Текст для чтения
+---+
Я всегда изумлялась богатой истории родного края. Но больше всего изумляли богатства дагестанской поэзии. Какие могучие мастера слова - Батырай, Махмуд, Етим Эмин, Сулейман Стальский, Гамзат Цадаса. А поэзия Расула Гамзатова неизменно вызывала восторг. Я восхищалась каждым новым произведением земляка. В моем понимании Расул и Дагестан - одно неразделимое целое. Его имя известно всему миру. Только такой большой поэт, как Расул, может "с крыши горской сакли" сказать:
В мир большой я из малого вышел селенья
И в долину спустился с моей крутизны,
Чтоб на малом наречии гор с вдохновеньем
Песни петь для большой, стоязычной страны.
В каждом стихотворении Расула мне видятся отточенность слова, предельная лаконичность, необычайная орнаментальность, не уступающая филигранной работе выдающихся златокузнецов.
Он творит, радуется и огорчается так же, как и тот кубачинский мастер, которого он воспел:
У кубачинцев нынешней весною
Я наблюдал, как тонко и хитро
Вплетает мастер кружево резное
В черненое литое серебро.
Пять пар очков вооружают зренье,
Нетороплива чуткая рука.
В глазах - любовь, а в сердце - вдохновенье,
Крылатое, как в небе облака.
Придя к нему, вы увидали б сами,
Что мастер верен до конца себе.
Спины не разгибает он часами,
Чтоб новый знак родиться мог в резьбе...
Чтоб дольше жить могло стихотворенье,
Учусь, друзья, то весел, то суров,
Иметь я кубачинское терпенье,
Взыскательность аульских мастеров.
+---+
Исходные записи

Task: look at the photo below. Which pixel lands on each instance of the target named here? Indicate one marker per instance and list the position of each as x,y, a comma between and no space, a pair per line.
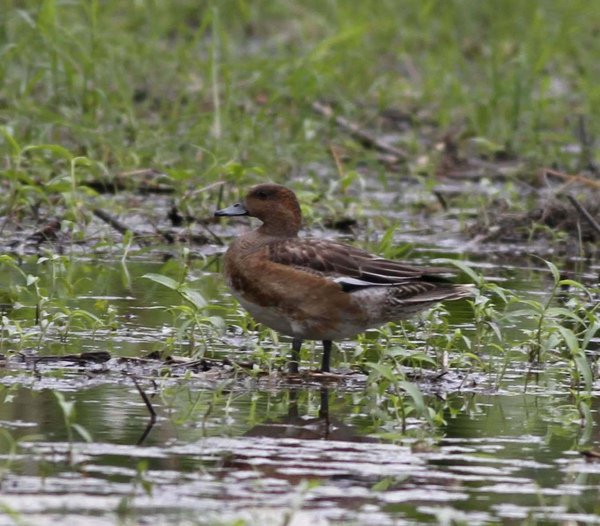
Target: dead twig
572,178
584,213
145,398
362,136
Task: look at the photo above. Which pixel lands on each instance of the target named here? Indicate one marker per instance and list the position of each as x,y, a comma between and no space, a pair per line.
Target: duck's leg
296,346
326,356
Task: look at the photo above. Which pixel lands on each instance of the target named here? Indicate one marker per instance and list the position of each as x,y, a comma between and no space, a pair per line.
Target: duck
319,289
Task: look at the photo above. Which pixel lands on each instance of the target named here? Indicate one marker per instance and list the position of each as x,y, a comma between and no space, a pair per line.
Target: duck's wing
347,265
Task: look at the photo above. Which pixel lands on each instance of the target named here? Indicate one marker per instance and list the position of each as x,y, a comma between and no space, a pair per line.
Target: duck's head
275,205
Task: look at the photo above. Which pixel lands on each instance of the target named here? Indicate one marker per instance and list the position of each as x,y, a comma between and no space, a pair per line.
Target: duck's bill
234,210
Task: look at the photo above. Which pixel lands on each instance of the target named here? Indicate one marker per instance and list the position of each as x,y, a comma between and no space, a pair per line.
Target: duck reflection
297,424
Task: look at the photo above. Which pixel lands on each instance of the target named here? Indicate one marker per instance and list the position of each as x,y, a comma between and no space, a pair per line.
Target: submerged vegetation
427,130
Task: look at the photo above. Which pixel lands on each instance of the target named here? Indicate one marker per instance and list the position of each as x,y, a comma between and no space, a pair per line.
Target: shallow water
233,448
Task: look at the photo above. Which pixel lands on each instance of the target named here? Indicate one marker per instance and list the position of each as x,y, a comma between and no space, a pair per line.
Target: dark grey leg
296,346
326,356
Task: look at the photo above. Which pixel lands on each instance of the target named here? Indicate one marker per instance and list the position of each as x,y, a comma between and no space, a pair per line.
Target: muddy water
234,448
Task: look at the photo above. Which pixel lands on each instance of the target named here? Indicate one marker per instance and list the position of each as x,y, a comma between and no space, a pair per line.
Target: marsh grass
189,87
210,92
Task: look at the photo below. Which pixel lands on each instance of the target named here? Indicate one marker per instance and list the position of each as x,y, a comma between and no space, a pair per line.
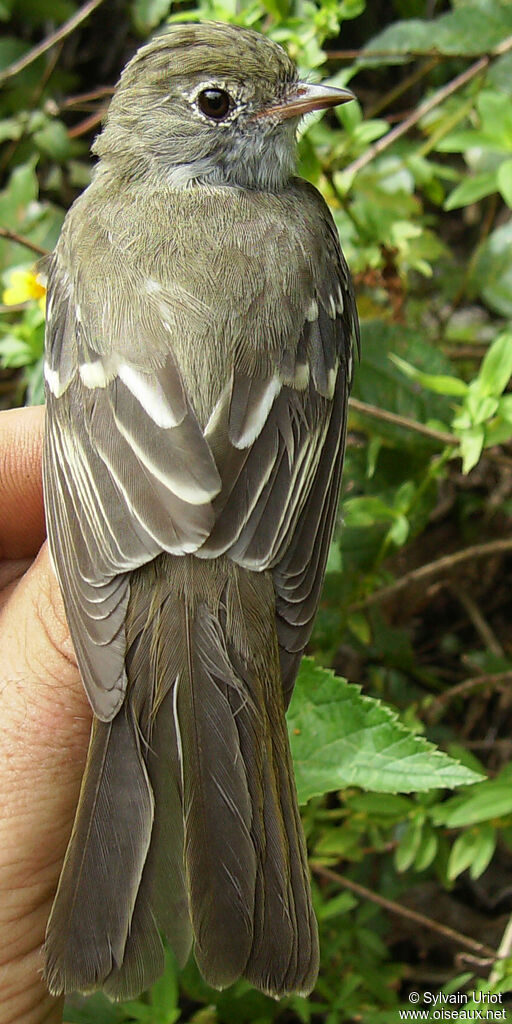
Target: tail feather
89,926
187,825
220,858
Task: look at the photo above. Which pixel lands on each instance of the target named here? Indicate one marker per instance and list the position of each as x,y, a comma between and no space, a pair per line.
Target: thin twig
475,615
495,679
22,241
429,104
366,54
86,97
423,572
88,123
504,951
50,41
401,421
404,911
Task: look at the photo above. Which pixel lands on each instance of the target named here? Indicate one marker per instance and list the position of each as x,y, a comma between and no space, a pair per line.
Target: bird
200,341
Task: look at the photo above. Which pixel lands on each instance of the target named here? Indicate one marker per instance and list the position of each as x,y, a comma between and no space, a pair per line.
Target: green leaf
439,383
340,737
504,178
468,30
427,848
492,273
147,13
471,446
409,845
496,369
472,849
472,188
380,382
483,802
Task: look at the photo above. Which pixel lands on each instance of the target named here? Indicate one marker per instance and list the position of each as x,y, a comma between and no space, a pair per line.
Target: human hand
45,722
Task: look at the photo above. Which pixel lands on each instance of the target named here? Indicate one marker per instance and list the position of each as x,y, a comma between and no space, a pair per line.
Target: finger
22,514
43,742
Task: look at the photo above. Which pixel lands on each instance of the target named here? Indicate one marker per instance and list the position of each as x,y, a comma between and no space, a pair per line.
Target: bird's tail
187,825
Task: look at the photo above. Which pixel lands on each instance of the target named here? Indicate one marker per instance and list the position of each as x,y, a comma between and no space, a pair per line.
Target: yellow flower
24,285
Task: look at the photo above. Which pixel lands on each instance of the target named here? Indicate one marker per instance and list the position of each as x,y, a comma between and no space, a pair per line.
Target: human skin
45,722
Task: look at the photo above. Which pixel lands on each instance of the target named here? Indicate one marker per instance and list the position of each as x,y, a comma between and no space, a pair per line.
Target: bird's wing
279,441
127,475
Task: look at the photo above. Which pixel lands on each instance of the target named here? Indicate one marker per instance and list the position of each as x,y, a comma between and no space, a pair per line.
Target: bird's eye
214,102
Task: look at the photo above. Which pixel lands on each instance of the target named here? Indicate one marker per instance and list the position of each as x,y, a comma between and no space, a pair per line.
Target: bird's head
210,102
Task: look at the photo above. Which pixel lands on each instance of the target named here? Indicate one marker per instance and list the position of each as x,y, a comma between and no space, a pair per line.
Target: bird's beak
305,97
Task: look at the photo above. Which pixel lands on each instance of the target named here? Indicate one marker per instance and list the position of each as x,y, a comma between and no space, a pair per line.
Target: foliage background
417,602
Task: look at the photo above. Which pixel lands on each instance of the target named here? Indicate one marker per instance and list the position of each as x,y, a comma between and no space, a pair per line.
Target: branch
404,911
429,104
50,41
499,680
401,421
22,241
433,568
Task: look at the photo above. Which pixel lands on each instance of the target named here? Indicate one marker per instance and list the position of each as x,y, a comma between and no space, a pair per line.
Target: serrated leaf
340,737
504,178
+---+
Что нужно сделать
Продолжите текст о поэзии Расула Гамзатова после последней приведенной строфы.

Ответ
Расула я увидела, когда Грузия праздновала 250-летие со дня рождения Давида Гурамишвили. На юбилейных торжествах он произнес яркую и образную речь и прочел стихи о Давиде. Вся Грузия тогда говорила о Расуле. А встретилась я с ним впервые в 1960 году в Москве во время декады дагестанского искусства и литературы.
Потом было много встреч и в Махачкале, и в Тбилиси, и в Ленинграде, и в Москве. В 1962 году он подарил мне свою замечательную книгу "Высокие звезды" с автографом: "Славной горянке моих гор, прекрасной дагестанке, чья судьба очень дорога мне".
Восхищенная поэзией Расула, я задумала отразить и его тему в своем творчестве. Тоже были долгие поиски...
Выбор остановился - на обложках.
Композиция обложки к "Моему Дагестану" выглядит так: на переднем плане ограда и ворота, а за ними вздымается к небу, как многоэтажное здание, горный аул. За ним - альпийская природа. Все это изображено техникой перегородчатой эмали. Господствует кобальтовый цвет - синий. Он испокон веков полюбился горцам. Именно синим цветом красят в горах балконы, стены кунацких комнат.
Солнце над Дагестаном - такова композиция обложки к книге "Письмена".
Однажды в беседе с Расулом зашел разговор о героическом прошлом дагестанских горцев. Расул спросил:
- А не приходила ли на ум тема Шамиля?
- Приходила,- призналась я.
- Ну и что?
- Трудная тема.
- Попробуй изобразить орден Шамиля. Ведь это граверная работа.
Разговор этот запал в память.
В краеведческом музее я нашла орден и выгравировала. Да, действительно получилась отличная граверная работа!
Но образ самого Шамиля! Велик соблазн создать его.
В одну из поездок в Дагестан я отправилась в те дальние горы, где воевал Шамиль.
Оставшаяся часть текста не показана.